## What you need to do
Give back each line of the records below that contains the word "wall", copied in full.
# # # # #
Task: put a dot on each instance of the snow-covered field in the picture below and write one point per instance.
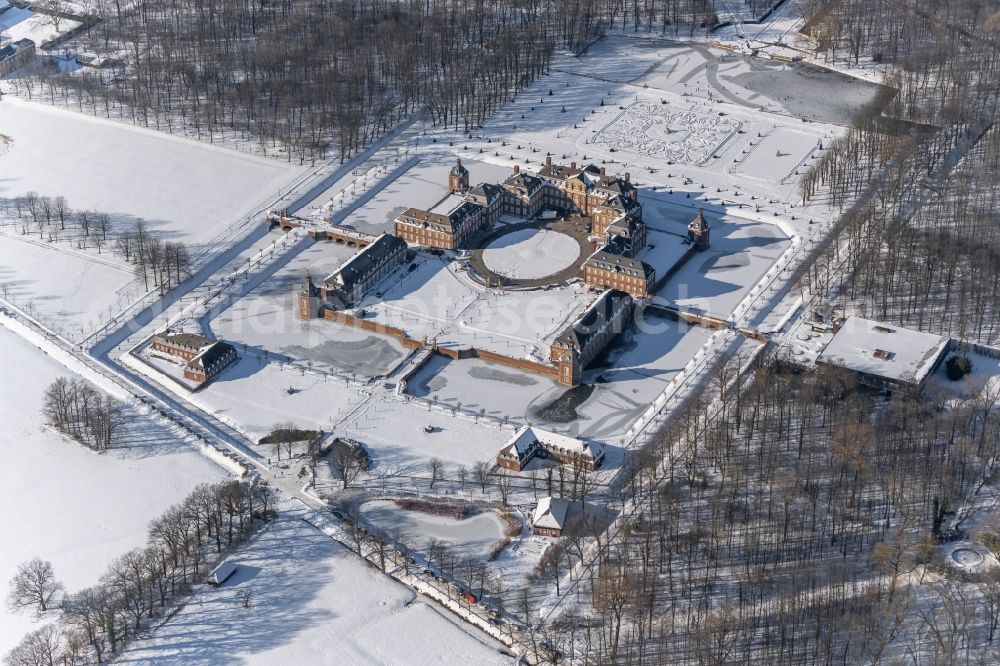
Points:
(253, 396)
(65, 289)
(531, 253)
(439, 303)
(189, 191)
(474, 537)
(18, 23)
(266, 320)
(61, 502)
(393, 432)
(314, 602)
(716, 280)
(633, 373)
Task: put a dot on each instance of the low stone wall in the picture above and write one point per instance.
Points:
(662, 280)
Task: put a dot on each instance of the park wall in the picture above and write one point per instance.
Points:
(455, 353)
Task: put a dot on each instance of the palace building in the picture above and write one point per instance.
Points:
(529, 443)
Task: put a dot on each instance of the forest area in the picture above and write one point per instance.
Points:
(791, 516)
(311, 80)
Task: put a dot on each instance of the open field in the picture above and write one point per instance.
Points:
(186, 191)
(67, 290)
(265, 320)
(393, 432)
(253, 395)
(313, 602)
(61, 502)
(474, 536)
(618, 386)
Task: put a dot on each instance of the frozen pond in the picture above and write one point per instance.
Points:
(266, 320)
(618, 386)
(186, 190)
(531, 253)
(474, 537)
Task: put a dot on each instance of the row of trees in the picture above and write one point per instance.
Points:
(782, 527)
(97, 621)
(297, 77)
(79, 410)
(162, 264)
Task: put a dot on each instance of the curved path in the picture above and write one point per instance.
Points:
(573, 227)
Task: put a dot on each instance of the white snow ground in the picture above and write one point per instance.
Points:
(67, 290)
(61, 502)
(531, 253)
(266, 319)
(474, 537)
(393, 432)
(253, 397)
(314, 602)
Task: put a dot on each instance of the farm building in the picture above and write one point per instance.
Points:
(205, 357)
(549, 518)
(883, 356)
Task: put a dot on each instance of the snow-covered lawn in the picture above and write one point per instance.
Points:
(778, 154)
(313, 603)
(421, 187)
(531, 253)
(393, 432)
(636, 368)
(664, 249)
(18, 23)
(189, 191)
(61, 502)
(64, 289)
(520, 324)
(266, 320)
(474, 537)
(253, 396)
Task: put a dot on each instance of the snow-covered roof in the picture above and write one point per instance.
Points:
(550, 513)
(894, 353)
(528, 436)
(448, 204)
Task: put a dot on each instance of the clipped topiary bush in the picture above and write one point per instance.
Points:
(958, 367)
# # # # #
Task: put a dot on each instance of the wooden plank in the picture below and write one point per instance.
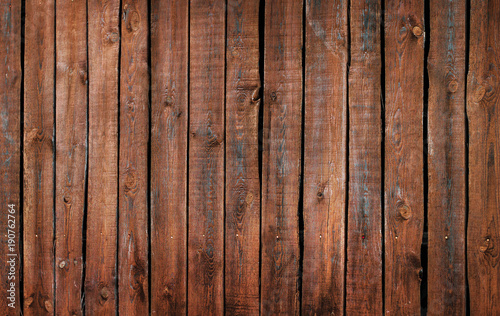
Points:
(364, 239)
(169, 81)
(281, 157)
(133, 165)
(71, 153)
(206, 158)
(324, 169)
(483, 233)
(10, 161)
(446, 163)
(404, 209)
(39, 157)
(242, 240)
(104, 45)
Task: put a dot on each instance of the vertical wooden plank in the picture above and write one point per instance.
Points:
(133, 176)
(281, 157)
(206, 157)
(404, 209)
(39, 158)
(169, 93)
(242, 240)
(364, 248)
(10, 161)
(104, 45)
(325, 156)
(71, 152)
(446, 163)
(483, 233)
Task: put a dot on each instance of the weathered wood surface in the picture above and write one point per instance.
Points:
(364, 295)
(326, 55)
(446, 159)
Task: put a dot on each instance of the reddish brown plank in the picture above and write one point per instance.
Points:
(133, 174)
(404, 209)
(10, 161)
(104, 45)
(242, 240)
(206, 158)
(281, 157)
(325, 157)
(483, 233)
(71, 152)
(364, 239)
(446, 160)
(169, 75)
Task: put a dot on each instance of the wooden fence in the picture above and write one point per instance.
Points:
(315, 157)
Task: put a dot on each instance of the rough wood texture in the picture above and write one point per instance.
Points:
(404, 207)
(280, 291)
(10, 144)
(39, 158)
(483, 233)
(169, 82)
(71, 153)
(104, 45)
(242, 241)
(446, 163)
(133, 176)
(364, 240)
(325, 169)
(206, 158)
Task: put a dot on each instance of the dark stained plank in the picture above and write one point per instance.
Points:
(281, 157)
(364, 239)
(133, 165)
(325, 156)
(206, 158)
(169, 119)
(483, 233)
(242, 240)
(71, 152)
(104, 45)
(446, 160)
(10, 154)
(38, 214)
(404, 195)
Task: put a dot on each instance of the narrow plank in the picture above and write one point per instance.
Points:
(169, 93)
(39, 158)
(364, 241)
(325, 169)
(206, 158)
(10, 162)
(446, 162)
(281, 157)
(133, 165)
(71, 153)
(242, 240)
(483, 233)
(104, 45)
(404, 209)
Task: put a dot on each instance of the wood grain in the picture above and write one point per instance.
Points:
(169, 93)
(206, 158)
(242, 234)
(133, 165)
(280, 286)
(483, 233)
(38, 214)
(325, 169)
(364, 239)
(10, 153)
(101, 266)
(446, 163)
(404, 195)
# # # # #
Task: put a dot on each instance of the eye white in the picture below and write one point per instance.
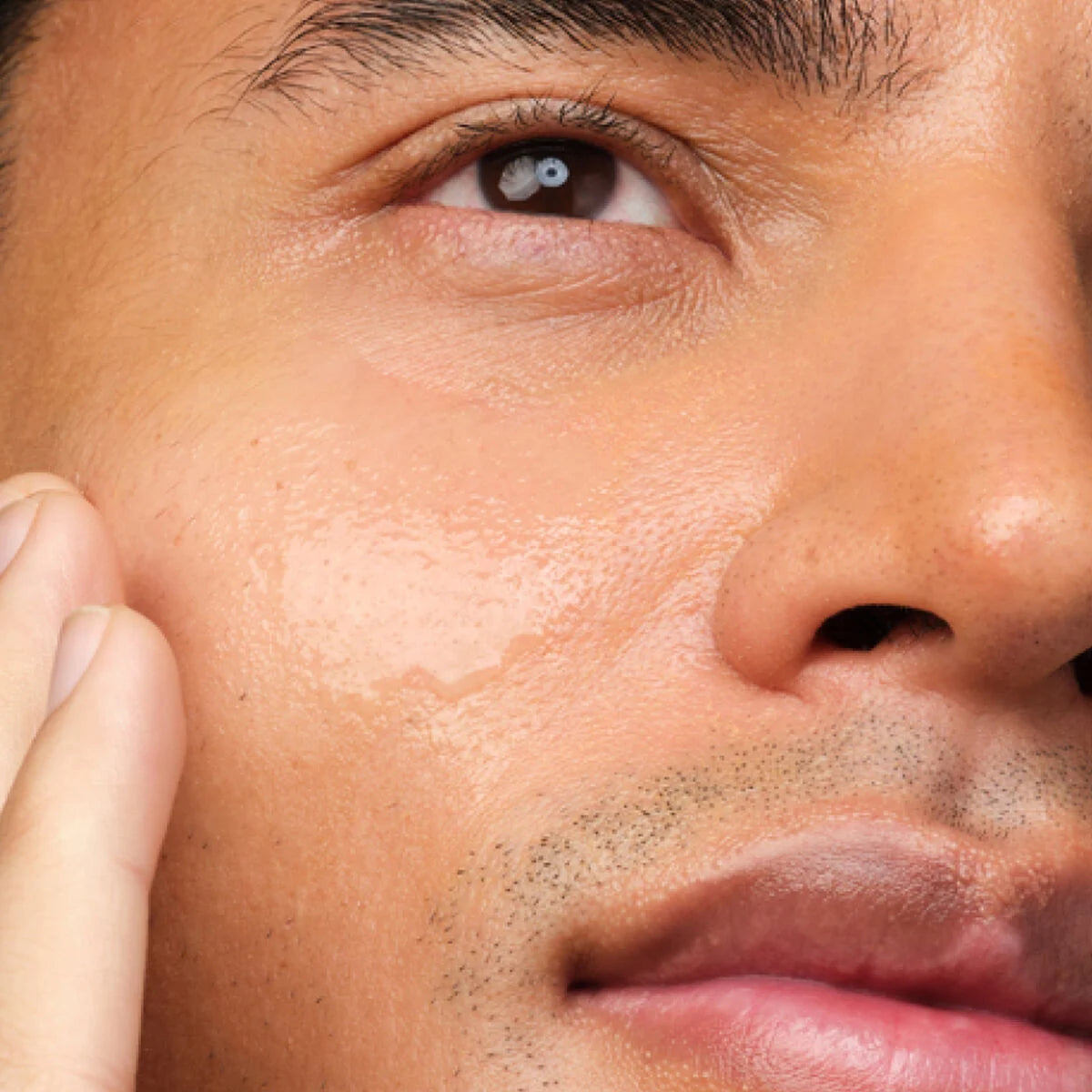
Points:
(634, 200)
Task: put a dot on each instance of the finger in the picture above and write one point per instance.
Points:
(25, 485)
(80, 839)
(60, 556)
# # # # #
## Output
Task: put a dot on each instance of the low stone wall in the picture above and write one point per instance.
Task: put a dot on each instance of the park wall in the picture above and write one point per instance.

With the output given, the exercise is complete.